[Passage to read]
Both central and state governments have launched various schemes to incentivise rooftop solar power in India. We provide an overview of the important policies to be considered for rooftop solar PV.

Central schemes

Several incentives are available for rooftop solar PV plants through the Jawaharlal Nehru National Solar Mission.

Accelerated Depreciation (AD)

Accelerated depreciation of 80% is available under the Income Tax act for rooftop solar PV systems. This can provide significant savings to a solar plant developer who is a taxable assesse and has sufficient profits against which the depreciation can be charged. This is illustrated in this table:

Tax savings from accelerated depreciation

Item

Rs.

Cost of a 100 kW rooftop solar plant (A)

1,00,000.00

Accelerated depreciation @80%

80,000.00

Corporate tax rate*

35%

Tax saved through depreciation (B)

28,000.00

Net cost of rooftop solar plant (A)-(B)

72,000.00

*Tax rate can vary for different assesses

Know the latest central and state solar policies here

MNRE Subsidy

The Ministry of New and Renewable Energy (MNRE) provides Central Financial Assistance through capital and/or interest subsidy (depending on the nature of the applicant). The summary of the subsidy scheme is provided in the table:

S. No.

Category

Maximum capacity

GOI Support

System with battery backup

System without battery backup

Interest Subsidy

1

Individuals for all applications

1 kWp

Rs.51/watt or 30% of project cost whichever is less

Rs.30/watt or 30% of projectcost whichever is less

Soft loans @5% p.a.

2

Individuals for Irrigation, & community drinking water applications

5 kWp

Rs.51/watt or 30% of project cost whichever is less

Rs.30/watt or 30% of project cost whichever is less

Soft loans @5% p.a.

3

Non-commercial/
commercial/industrial applications

100 kWp

Rs.51/watt or 30% of project cost whichever is less

Rs.30/watt or 30% of project cost whichever is less

Soft loans @5% p.a.*

4

Non-commercial/
commercial/industrial mini-grids

250 kWp

Rs.90/watt or 30% of project cost whichever is less

Soft loans @5% p.a.*

*for commercial/ industrial entities either of capital or interest subsidy will be available

Note: 1 The benchmark cost for setting up a solar PV plant is Rs. 170/Wp (With battery providing 6 hours of autonomy) and Rs. 100 per Wp (without battery) i.e. if the actual project cost exceeds this amount then project cost will be deemed to be the benchmark cost for calculating the subsidy.

Note 2: Benchmark costs are for systems with 5-year warranty for all components (inverters, batteries, switchgear, etc.) other than PV modules which are warranted for 90% of output at end of year 10 and 80% at end of year 25. PV modules have to be made in India to avail subsidy.

Note 3: Capital subsidy is increased to 90% of benchmark cost for special category states (North Eastern states, Sikkim, Jammu & Kashmir, Himachal Pradesh, and Uttarakhand).

The subsidy calculation is illustrated in this table:

Savings from capital subsidy

Item

Rs.

[Problems and tasks]
a – In the passage on rooftop solar policies in India, how does the accelerated depreciation example arrive at a tax saving of Rs. 28,000 and a net plant cost of Rs. 72,000?
b – According to the passage on rooftop solar policies in India, which special category states receive capital subsidy raised to 90% of benchmark cost?

[Listed records]

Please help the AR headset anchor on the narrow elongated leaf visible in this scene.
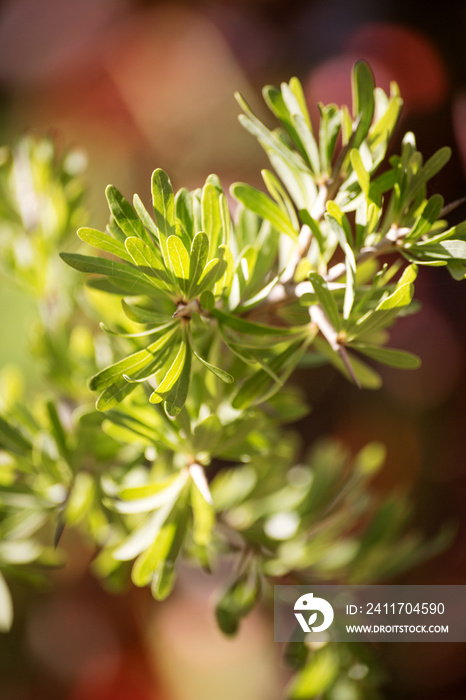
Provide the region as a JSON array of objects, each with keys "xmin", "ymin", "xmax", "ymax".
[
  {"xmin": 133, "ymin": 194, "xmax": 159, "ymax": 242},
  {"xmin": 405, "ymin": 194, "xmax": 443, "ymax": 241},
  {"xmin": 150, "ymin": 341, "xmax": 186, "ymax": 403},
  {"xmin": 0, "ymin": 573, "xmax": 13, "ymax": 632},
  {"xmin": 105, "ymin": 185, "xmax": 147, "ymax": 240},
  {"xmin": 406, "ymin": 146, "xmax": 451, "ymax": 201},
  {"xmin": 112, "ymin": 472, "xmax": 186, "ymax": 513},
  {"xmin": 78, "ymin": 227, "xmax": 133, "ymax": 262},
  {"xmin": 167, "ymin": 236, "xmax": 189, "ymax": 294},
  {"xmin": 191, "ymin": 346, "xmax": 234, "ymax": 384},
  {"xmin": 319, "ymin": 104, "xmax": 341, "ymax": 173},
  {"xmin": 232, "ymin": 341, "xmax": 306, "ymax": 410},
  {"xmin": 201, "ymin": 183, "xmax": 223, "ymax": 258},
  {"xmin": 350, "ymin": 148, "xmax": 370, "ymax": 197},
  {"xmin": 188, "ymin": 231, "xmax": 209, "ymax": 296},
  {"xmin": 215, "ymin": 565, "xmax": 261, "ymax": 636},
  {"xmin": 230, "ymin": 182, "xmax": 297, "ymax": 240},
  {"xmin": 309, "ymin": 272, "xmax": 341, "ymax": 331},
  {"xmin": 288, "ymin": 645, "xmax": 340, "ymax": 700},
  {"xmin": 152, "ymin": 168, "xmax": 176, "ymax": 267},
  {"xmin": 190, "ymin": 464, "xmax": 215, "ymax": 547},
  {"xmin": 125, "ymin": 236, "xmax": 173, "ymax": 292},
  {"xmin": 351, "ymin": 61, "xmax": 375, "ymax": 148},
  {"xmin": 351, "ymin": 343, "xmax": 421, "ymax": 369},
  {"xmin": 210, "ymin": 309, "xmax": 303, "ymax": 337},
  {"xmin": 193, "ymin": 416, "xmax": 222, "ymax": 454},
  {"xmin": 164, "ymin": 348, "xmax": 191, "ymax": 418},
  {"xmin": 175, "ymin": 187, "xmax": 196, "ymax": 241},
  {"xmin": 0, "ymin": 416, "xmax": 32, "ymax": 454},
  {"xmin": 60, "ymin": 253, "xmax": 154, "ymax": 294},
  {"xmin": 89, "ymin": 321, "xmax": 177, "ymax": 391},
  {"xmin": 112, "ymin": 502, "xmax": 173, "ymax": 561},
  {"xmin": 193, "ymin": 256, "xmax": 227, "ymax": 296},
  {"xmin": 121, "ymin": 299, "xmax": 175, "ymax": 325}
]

...

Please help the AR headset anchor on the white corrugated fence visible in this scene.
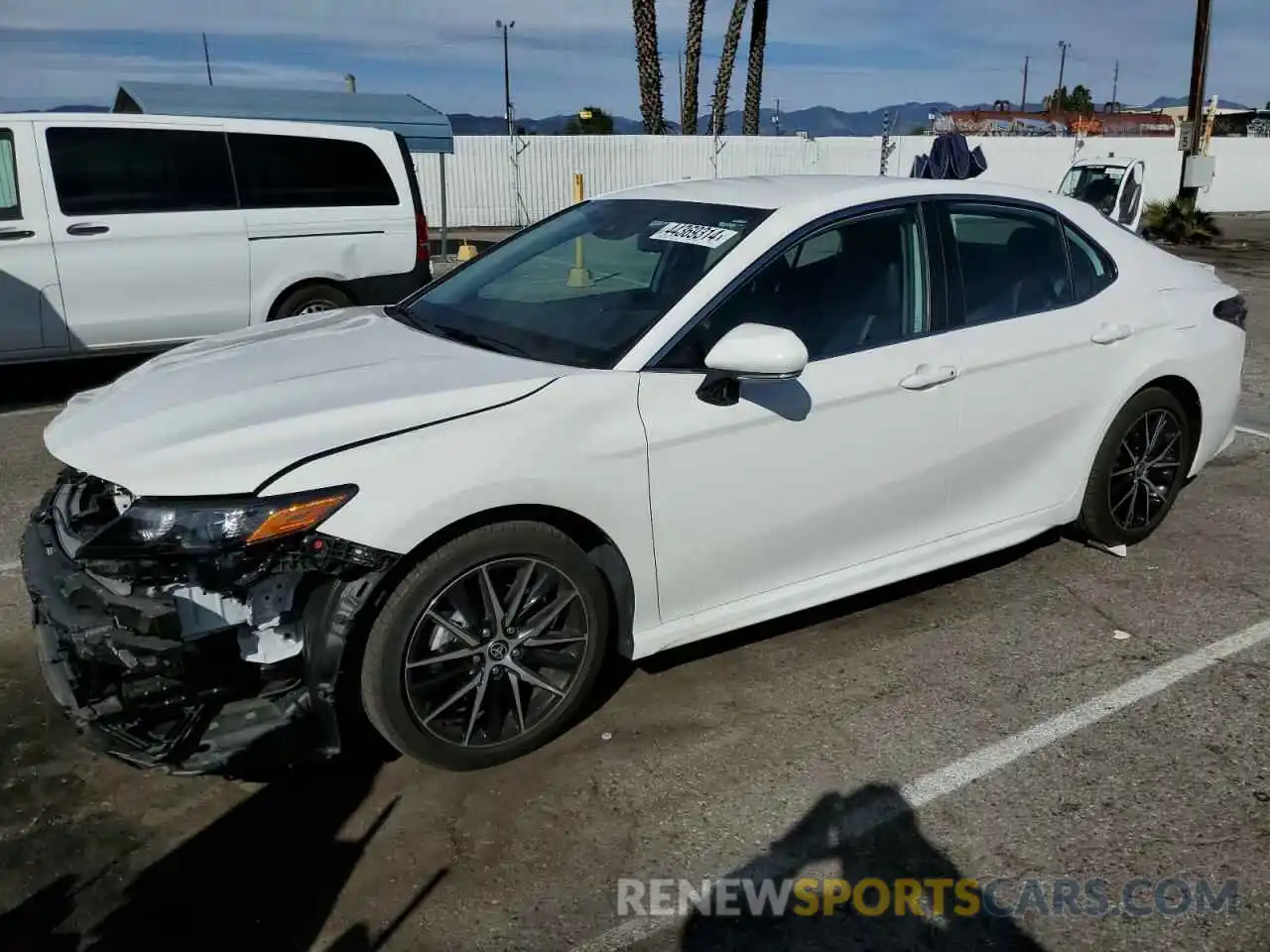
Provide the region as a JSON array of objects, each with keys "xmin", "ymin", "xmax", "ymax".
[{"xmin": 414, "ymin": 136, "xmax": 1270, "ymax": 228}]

[Answers to the problems]
a – Accelerated depreciation at 80% on the Rs. 1,00,000 plant cost gives Rs. 80,000 of depreciation. At a 35% corporate tax rate, this saves Rs. 28,000 in tax. Subtracting that saving from the cost leaves a net cost of Rs. 72,000.

b – The North Eastern states, Sikkim, Jammu & Kashmir, Himachal Pradesh, and Uttarakhand.